Exercise requirements: Starting at the line that contains "Query: green bag" and continuing through the end of the data, write those lines again with "instance" changed to "object" and nothing else altered.

>>>>>

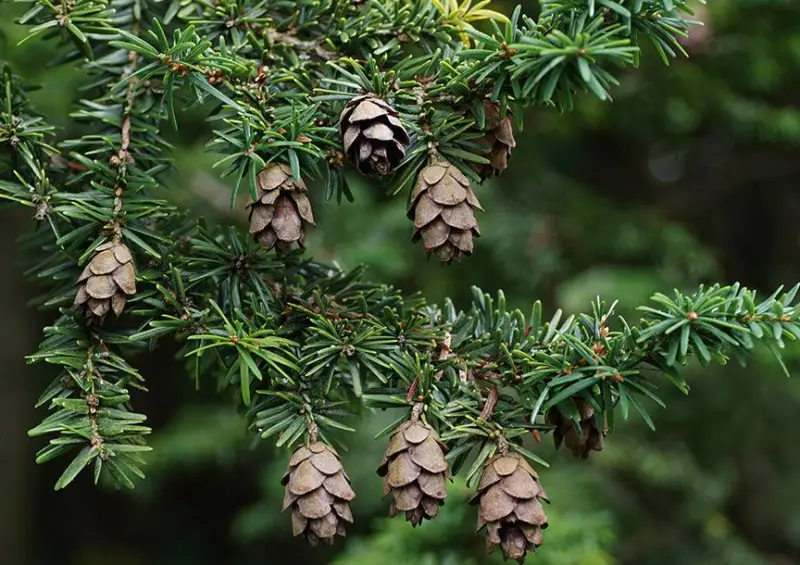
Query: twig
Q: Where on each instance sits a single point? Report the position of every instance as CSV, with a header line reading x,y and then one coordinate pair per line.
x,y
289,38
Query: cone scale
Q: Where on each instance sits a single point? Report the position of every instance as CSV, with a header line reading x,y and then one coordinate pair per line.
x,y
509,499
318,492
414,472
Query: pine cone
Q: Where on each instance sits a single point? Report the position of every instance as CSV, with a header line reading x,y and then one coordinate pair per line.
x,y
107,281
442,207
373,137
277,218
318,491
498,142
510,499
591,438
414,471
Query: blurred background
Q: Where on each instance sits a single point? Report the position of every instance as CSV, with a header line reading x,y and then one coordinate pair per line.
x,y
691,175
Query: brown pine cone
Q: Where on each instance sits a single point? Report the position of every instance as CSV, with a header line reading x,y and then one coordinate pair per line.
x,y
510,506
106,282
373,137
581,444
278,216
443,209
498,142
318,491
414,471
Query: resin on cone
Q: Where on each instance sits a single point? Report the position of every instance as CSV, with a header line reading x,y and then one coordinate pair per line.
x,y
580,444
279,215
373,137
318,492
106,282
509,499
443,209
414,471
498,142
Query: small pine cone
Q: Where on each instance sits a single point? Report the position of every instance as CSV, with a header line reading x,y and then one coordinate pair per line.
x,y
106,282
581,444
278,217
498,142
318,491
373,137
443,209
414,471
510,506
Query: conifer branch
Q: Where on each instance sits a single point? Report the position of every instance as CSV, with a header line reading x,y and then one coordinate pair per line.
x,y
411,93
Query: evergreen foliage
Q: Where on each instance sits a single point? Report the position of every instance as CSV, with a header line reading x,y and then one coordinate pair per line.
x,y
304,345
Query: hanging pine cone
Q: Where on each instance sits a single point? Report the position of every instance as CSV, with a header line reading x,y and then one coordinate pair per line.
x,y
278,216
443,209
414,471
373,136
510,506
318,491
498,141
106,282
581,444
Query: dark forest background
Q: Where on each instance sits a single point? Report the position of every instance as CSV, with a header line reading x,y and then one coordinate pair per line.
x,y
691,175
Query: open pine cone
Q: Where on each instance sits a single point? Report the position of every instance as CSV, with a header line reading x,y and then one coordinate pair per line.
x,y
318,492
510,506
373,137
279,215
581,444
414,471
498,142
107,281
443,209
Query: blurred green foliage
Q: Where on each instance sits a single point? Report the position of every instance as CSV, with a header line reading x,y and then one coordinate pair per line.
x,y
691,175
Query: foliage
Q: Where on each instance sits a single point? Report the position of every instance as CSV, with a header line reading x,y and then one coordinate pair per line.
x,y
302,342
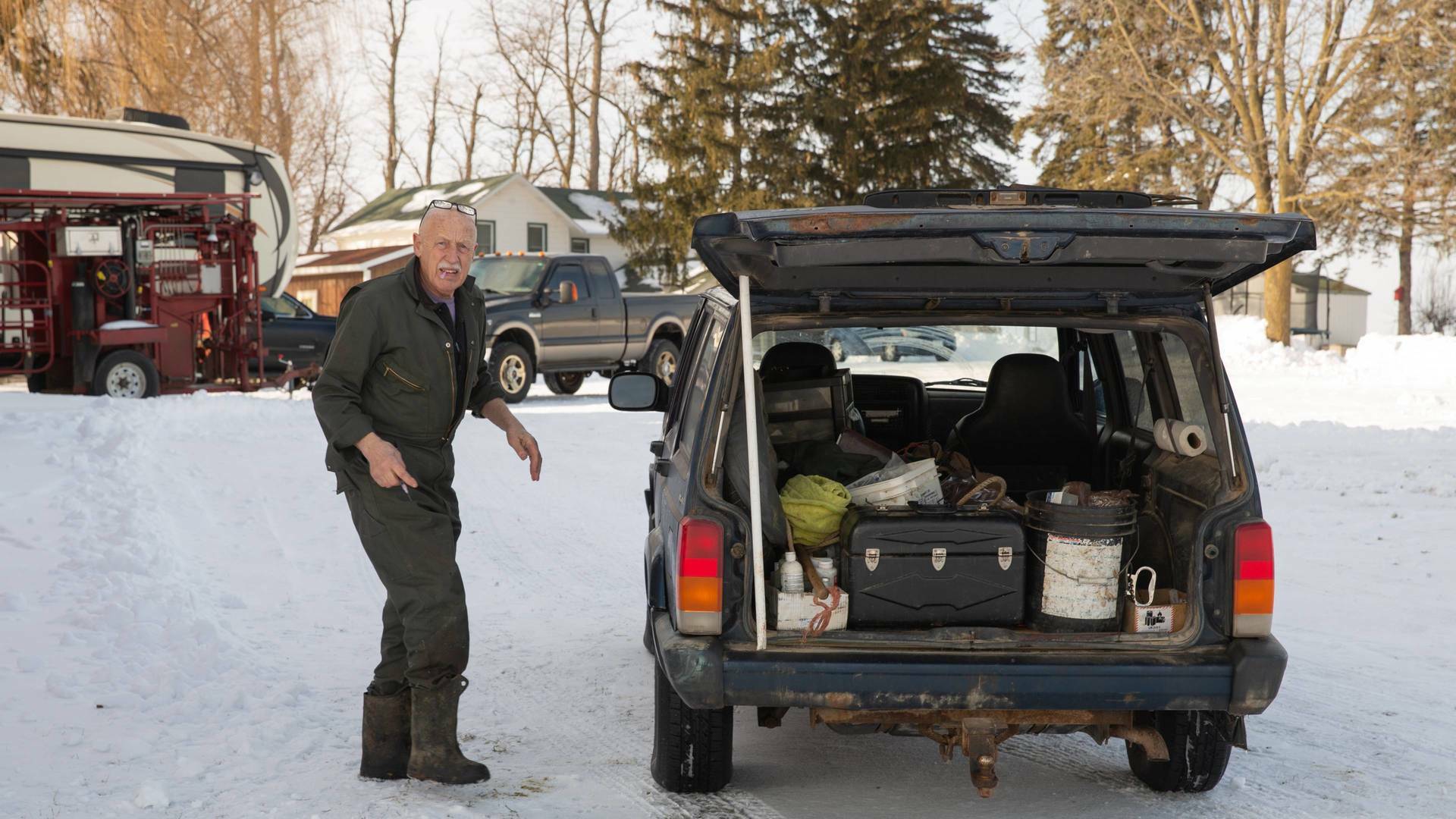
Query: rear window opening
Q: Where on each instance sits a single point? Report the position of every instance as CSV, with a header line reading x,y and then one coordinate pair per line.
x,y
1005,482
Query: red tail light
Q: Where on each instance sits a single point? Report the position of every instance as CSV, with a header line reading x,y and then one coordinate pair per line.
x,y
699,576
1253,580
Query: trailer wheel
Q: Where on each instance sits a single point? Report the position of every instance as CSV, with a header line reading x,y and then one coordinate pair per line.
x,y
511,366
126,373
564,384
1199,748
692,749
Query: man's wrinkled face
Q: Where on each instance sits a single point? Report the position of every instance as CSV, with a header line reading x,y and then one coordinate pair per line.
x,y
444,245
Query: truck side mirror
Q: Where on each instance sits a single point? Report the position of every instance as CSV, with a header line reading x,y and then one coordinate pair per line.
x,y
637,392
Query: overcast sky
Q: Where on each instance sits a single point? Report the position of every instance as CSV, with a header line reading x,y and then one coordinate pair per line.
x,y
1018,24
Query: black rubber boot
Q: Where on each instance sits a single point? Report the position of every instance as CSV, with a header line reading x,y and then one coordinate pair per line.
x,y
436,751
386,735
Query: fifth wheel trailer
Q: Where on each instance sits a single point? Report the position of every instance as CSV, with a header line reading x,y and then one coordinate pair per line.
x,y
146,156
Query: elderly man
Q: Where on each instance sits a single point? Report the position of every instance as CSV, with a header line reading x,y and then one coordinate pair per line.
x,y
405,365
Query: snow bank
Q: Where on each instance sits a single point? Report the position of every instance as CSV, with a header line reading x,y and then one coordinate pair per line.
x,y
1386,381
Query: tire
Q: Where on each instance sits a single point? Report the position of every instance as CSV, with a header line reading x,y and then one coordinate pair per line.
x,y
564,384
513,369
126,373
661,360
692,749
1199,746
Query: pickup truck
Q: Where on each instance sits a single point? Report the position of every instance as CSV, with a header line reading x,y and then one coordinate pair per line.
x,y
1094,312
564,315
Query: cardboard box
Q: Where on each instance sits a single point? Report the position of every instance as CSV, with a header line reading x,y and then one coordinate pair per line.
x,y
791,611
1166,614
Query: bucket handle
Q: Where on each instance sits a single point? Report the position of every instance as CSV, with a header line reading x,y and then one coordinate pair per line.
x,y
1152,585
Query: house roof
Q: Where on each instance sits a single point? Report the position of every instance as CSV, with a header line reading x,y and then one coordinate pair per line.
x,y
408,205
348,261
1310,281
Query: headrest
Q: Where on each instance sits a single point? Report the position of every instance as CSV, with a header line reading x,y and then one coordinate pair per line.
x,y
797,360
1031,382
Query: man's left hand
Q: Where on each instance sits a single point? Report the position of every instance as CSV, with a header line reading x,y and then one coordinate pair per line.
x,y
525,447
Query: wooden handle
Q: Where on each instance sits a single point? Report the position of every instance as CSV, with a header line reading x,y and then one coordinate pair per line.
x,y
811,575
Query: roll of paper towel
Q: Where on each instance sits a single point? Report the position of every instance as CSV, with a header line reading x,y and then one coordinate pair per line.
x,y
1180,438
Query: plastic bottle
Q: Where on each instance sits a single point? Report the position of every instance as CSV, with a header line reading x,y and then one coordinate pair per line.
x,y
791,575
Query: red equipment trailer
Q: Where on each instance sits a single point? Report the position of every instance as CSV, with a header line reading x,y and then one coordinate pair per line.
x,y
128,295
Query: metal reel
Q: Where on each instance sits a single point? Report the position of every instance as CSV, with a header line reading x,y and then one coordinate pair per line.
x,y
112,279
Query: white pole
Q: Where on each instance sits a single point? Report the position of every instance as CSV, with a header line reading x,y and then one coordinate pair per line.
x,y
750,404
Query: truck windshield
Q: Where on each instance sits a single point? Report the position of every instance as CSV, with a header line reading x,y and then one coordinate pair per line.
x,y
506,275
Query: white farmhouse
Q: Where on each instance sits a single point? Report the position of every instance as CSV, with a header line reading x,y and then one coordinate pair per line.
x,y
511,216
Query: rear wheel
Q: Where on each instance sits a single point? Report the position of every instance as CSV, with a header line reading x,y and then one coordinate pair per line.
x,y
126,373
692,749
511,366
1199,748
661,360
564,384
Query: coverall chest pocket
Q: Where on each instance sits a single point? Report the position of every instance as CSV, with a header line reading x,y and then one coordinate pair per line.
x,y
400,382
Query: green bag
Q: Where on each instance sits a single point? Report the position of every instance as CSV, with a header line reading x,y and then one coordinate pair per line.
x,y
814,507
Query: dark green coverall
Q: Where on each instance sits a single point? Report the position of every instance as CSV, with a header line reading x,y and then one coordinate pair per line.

<<<<<

Output of the exercise:
Query: green bag
Q: Where on each object sits a single point? Report the position of every object as CSV, with a header line reading x,y and then one coordinate pair per line.
x,y
814,507
Query: dark green coverall
Q: Where on each object sits a single point? Report the position of every object as CSV, with a header line reading x,y and then one coordinate pair per line.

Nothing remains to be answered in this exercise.